Records for the exercise Start Marker
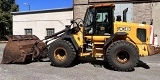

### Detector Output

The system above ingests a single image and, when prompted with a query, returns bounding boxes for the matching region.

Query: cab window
[95,8,111,35]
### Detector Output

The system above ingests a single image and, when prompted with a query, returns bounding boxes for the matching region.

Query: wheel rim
[54,47,67,61]
[116,50,130,64]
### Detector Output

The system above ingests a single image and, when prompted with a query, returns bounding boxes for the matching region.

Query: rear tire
[106,40,139,71]
[49,39,76,67]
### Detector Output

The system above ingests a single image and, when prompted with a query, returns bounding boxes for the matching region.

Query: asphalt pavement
[0,43,160,80]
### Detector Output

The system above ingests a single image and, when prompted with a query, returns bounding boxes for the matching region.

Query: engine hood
[114,21,151,44]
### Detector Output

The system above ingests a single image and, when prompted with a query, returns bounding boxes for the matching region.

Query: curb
[0,41,8,43]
Records for the exercise End Marker
» **Task brief**: From the first line to the last, repeat the records above exactly, leaving out the pictures.

» **Exercise response**:
### Detector Output

The system above ingests a single image and, when prompted with a query, returns bounding boxes for the matching region.

Query: cab window
[95,8,111,35]
### Detector Output

The system above ingests a single image and, when prompted with a query, returns bounding boxes for the matching region.

Query: wheel rim
[54,47,67,61]
[116,50,130,64]
### Detector Output

The system above ingests a single image and, when prompted with a query, returns bounding boxes for the matching region.

Query: rear tire
[106,40,139,71]
[49,39,76,67]
### Detector Output

The system above ingests a single image and, when prompted with a query, returns bounding boxes for the matching region.

Query: asphalt pavement
[0,43,160,80]
### Detector Output

The system above ingests a single image and, when prompted with a query, returns bounding boxes for the matching region.

Query: engine hood
[114,21,151,44]
### Detector Output

The system above ingests a single image and, when prompted with a query, returns bounding boxes for the matching region.

Query: curb
[0,41,8,43]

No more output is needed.